■ Required action: Among the entries below, find every line that contains the string "roof", then copy it.

--- --- ---

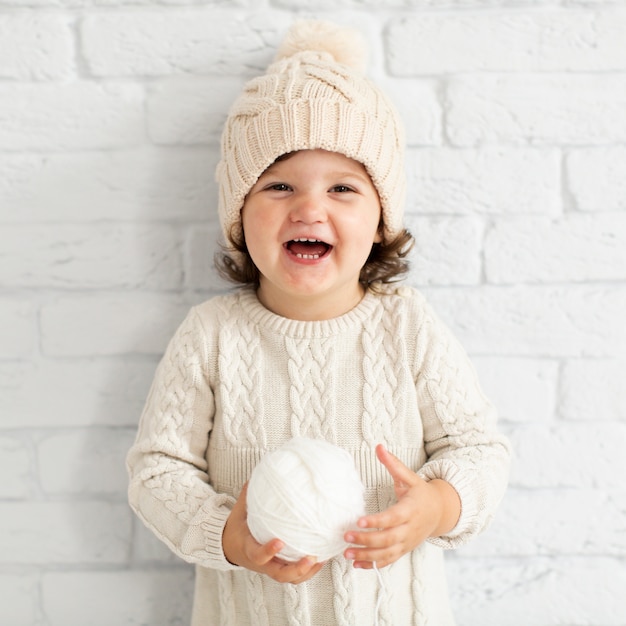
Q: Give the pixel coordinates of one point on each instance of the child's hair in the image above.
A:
(314, 96)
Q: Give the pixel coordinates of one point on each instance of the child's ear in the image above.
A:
(378, 237)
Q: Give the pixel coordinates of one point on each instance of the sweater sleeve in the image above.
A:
(169, 486)
(460, 437)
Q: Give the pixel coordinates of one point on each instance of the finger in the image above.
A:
(375, 538)
(396, 515)
(263, 554)
(299, 571)
(401, 474)
(365, 559)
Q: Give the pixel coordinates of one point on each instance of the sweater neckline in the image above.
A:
(258, 314)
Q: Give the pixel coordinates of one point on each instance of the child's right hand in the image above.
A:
(241, 548)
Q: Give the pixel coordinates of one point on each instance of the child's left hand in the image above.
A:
(424, 509)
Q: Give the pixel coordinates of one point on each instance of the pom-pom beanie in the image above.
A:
(313, 96)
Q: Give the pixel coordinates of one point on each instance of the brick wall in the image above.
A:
(110, 114)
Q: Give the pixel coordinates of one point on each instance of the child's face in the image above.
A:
(330, 202)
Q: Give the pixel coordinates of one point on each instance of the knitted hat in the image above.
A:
(314, 95)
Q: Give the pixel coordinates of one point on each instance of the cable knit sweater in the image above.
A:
(237, 380)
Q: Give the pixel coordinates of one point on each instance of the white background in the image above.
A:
(110, 115)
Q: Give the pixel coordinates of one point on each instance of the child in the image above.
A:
(319, 344)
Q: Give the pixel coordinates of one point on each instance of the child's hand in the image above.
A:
(241, 548)
(424, 509)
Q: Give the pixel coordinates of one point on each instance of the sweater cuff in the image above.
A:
(470, 521)
(209, 530)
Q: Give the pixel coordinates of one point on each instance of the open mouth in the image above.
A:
(304, 248)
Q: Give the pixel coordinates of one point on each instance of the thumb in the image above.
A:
(403, 477)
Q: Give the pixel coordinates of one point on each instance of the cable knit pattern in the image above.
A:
(237, 381)
(310, 366)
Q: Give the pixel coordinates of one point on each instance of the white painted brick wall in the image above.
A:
(110, 115)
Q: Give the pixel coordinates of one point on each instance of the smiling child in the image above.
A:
(317, 341)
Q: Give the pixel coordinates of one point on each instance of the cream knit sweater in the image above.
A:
(237, 381)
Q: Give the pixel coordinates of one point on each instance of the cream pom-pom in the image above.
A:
(345, 45)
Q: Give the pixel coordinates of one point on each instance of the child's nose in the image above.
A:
(308, 208)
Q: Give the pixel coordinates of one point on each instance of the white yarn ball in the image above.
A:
(307, 493)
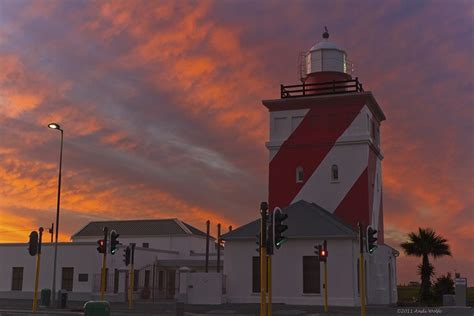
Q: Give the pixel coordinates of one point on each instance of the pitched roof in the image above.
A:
(305, 220)
(148, 227)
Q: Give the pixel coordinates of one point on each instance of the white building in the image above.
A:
(162, 248)
(325, 171)
(297, 275)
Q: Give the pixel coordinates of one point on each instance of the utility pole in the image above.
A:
(263, 259)
(269, 276)
(325, 247)
(38, 261)
(208, 223)
(103, 278)
(361, 270)
(218, 248)
(51, 231)
(131, 274)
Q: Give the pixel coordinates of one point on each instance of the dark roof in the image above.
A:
(149, 227)
(305, 220)
(194, 230)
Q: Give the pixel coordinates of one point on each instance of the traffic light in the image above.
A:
(33, 243)
(102, 247)
(126, 256)
(279, 227)
(114, 242)
(258, 243)
(371, 239)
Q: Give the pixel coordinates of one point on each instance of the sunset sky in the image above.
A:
(160, 103)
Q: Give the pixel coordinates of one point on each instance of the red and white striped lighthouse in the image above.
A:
(325, 141)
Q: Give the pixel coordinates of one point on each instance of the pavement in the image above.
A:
(170, 308)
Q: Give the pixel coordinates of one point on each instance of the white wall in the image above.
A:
(83, 257)
(287, 266)
(204, 288)
(183, 244)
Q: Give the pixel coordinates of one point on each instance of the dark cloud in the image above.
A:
(161, 107)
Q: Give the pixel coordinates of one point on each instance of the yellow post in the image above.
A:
(269, 276)
(130, 288)
(362, 284)
(263, 282)
(38, 261)
(103, 277)
(361, 270)
(325, 286)
(35, 296)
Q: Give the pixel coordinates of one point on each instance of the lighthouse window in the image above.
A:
(335, 173)
(299, 174)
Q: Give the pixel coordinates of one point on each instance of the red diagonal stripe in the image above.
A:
(307, 146)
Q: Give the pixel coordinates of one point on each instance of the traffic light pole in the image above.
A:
(131, 278)
(263, 274)
(325, 286)
(269, 276)
(38, 261)
(361, 271)
(263, 259)
(104, 261)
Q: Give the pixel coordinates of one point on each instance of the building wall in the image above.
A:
(83, 257)
(287, 271)
(183, 244)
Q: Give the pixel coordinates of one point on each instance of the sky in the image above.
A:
(160, 102)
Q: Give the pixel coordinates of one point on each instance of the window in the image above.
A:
(256, 275)
(377, 182)
(299, 175)
(17, 278)
(161, 281)
(335, 173)
(83, 277)
(67, 279)
(116, 280)
(295, 122)
(279, 128)
(311, 282)
(136, 276)
(147, 279)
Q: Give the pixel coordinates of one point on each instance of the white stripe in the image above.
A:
(351, 155)
(377, 194)
(282, 125)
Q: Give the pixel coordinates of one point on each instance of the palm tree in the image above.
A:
(424, 244)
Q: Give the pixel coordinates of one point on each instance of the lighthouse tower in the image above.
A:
(325, 141)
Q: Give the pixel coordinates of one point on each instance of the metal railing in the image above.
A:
(322, 88)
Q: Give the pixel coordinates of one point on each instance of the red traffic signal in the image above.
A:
(102, 246)
(322, 251)
(33, 243)
(114, 242)
(127, 255)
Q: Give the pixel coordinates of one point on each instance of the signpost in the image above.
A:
(38, 260)
(361, 270)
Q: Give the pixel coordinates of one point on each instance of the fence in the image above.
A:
(323, 88)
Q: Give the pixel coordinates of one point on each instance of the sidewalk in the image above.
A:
(167, 308)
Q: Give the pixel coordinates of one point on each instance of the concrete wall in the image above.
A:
(288, 272)
(204, 288)
(83, 257)
(183, 244)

--- --- ---

■ Response area:
Q: Give the pixel coordinates of one point on each instance of the pitched roof in the image above.
Q: Give the pixel coordinates of one point on each instance of the dark roof in the image above.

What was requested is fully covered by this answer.